◆ **ASSIGNMENT**
The lines to copy from the data below are those that hold the string "shirt".
START AVAILABLE DATA
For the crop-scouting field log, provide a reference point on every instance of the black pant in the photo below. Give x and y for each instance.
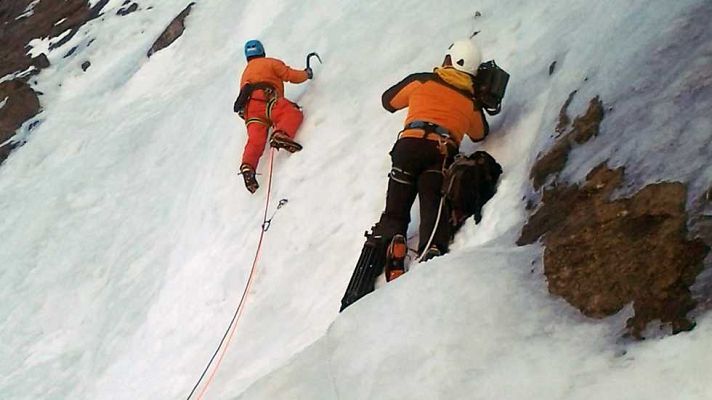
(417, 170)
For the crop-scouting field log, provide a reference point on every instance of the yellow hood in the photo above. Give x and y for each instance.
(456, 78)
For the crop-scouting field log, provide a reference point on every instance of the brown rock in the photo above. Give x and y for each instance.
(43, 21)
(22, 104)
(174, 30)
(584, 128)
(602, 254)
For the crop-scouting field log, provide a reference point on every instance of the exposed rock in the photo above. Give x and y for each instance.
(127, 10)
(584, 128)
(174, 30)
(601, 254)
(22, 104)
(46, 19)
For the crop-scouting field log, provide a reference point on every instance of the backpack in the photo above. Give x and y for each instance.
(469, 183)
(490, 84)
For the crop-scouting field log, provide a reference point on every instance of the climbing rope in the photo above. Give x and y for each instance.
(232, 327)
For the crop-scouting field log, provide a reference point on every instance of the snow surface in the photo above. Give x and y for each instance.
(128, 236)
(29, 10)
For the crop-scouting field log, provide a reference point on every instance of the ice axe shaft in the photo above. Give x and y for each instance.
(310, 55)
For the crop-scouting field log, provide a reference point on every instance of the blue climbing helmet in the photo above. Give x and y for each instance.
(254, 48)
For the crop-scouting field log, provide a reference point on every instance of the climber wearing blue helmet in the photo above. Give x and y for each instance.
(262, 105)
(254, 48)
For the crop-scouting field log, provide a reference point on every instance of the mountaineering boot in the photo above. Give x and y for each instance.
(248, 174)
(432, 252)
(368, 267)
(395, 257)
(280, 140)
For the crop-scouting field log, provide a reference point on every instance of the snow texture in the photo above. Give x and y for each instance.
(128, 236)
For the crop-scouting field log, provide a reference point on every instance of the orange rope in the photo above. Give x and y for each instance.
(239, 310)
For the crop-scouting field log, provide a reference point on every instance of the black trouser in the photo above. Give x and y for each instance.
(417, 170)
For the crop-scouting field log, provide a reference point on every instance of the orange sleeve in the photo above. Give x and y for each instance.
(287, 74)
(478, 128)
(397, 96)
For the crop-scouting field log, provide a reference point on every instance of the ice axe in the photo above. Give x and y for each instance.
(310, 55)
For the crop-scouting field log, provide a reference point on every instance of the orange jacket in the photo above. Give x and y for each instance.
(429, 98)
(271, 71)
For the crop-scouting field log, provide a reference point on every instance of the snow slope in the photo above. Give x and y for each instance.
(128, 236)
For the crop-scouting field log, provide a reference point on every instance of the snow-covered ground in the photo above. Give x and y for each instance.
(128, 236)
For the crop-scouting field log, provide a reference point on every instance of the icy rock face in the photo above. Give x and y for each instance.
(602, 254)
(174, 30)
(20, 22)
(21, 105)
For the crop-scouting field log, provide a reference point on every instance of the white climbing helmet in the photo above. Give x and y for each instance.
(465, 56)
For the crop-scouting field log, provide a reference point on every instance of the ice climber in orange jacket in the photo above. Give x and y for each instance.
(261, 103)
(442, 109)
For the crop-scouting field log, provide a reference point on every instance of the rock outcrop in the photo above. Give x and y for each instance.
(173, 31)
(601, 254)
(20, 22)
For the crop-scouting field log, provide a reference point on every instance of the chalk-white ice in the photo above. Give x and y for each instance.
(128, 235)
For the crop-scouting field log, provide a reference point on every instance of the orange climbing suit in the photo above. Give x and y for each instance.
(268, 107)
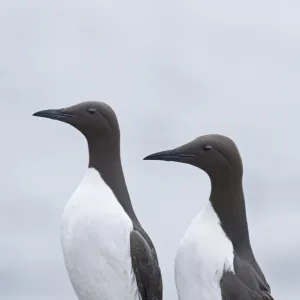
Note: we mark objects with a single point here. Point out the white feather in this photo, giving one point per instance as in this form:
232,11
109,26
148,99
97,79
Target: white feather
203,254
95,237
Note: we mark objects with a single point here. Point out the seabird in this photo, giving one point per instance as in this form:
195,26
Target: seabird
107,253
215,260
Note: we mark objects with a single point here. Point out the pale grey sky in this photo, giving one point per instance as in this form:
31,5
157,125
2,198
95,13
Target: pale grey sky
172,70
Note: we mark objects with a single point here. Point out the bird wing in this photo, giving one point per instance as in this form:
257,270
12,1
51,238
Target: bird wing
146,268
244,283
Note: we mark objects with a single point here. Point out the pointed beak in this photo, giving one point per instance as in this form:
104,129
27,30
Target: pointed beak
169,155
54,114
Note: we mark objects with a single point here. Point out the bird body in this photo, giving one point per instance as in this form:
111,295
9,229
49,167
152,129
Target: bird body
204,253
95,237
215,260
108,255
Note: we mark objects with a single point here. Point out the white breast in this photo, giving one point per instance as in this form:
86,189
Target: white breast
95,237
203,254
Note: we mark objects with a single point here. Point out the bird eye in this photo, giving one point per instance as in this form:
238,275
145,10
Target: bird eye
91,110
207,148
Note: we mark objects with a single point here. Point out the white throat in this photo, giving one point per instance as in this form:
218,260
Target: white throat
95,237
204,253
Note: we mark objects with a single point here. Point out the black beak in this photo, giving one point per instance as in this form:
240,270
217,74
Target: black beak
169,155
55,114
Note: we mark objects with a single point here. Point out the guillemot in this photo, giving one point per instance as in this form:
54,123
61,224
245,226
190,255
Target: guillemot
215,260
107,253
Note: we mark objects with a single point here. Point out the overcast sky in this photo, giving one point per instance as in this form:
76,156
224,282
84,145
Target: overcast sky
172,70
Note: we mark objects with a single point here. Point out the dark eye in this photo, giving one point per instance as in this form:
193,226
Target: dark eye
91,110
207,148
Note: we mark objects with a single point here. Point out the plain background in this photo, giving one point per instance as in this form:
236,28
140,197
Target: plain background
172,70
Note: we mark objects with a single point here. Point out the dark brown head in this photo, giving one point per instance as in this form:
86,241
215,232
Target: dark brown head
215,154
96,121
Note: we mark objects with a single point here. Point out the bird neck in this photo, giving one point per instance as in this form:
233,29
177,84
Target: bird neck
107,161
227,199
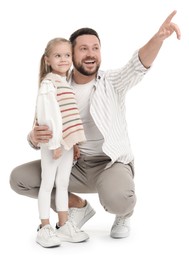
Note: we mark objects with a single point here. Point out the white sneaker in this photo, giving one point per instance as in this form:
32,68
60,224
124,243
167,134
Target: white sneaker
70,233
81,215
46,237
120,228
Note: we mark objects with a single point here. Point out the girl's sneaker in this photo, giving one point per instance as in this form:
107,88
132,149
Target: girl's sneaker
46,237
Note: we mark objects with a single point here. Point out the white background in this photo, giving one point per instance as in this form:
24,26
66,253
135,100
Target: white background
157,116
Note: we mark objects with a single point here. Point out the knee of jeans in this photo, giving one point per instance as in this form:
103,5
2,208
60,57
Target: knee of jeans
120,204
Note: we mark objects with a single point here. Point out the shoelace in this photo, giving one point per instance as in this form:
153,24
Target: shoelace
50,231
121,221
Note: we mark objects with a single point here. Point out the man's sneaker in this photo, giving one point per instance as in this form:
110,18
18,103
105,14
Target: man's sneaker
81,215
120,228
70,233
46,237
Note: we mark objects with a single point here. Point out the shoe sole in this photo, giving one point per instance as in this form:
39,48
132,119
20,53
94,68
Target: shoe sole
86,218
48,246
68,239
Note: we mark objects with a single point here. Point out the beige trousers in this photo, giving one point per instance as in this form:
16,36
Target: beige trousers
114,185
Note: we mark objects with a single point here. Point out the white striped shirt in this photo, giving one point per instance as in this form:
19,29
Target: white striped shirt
END AVAILABLE DATA
◆ **REPLY**
Note: we mark objects with a single point here. Point out the white striped shirt in this photo, giving one point per instance as in this form:
Target: white striped shirt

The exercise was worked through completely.